The answer should consist of each line below that contains the word "ring".

Collected data

+---+

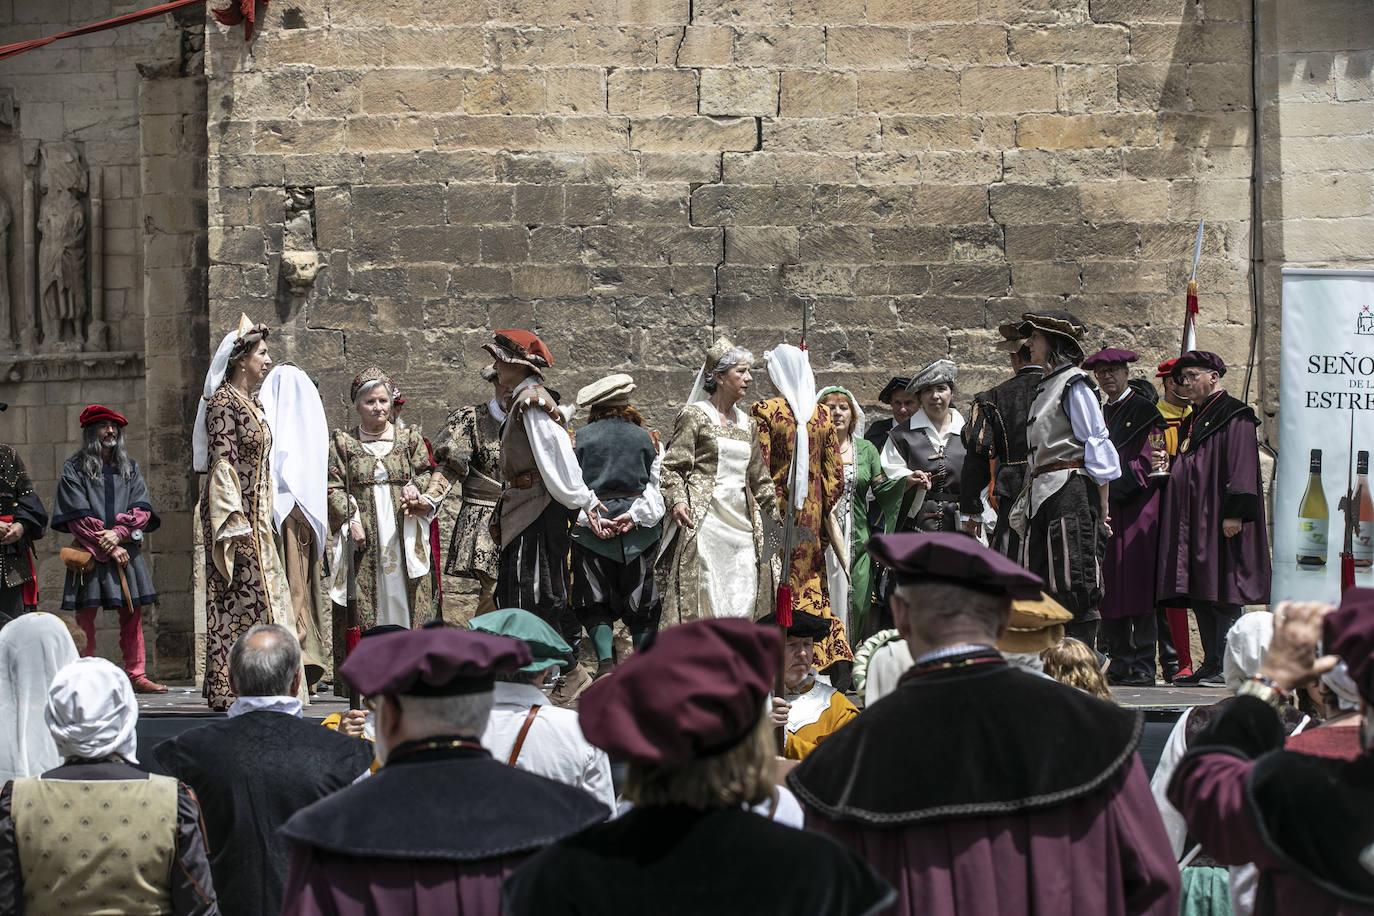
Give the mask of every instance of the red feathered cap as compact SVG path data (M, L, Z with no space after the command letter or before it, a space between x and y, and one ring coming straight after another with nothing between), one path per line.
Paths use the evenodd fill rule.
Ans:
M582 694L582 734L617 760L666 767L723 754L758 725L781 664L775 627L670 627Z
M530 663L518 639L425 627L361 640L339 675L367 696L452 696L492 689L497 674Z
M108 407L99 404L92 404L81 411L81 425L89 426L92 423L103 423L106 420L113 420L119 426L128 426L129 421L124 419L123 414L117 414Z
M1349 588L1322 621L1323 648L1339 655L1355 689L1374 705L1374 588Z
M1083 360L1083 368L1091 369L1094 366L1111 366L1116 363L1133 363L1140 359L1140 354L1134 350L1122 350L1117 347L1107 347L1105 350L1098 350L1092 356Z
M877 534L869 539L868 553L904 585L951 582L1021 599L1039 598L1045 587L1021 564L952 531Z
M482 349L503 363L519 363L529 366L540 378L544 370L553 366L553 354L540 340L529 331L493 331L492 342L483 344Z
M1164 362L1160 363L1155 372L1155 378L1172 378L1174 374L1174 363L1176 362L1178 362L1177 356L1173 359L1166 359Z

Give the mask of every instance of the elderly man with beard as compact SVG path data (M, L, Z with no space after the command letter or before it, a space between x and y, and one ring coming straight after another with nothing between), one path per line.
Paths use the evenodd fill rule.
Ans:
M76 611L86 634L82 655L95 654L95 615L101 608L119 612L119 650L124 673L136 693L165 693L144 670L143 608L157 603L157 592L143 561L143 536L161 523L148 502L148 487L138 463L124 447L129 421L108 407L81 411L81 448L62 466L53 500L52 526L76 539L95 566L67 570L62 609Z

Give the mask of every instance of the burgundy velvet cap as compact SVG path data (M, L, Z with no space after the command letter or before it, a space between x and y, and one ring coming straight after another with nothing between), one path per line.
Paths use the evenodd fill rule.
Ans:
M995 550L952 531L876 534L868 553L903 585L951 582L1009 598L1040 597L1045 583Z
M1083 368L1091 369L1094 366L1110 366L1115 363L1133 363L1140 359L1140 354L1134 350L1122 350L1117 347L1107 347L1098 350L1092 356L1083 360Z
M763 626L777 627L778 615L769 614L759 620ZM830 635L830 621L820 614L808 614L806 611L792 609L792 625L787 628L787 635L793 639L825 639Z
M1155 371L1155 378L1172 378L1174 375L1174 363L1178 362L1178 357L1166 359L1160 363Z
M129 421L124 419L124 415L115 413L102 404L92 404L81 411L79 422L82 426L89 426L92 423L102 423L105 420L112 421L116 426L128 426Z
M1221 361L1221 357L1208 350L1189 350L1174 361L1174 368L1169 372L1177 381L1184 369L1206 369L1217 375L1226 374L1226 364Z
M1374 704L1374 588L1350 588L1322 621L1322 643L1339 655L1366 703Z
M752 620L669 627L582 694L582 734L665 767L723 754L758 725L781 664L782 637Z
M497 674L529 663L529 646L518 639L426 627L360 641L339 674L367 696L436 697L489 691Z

+---+

_Exercise response_
Give the mask of every instance of the red feathered cap as compact SVG path data (M, L, Z with no space after the command letter or before it, a space between x and y, and one ring coming straight after another with nothing between), one path per line.
Give the mask of every instance of the elderly man with beard as compact SVG path data (M, L, Z with no space after the command letter or before it, a space between x and y, and one ring coming straight after another with nothing between), one path per line.
Give the mask of every instance of the burgundy velvet cap as compact SVG path data (M, L, Z with no space after the command letter or before it, a space between x and y, and one ring coming straight after another with nothing between), one path per line.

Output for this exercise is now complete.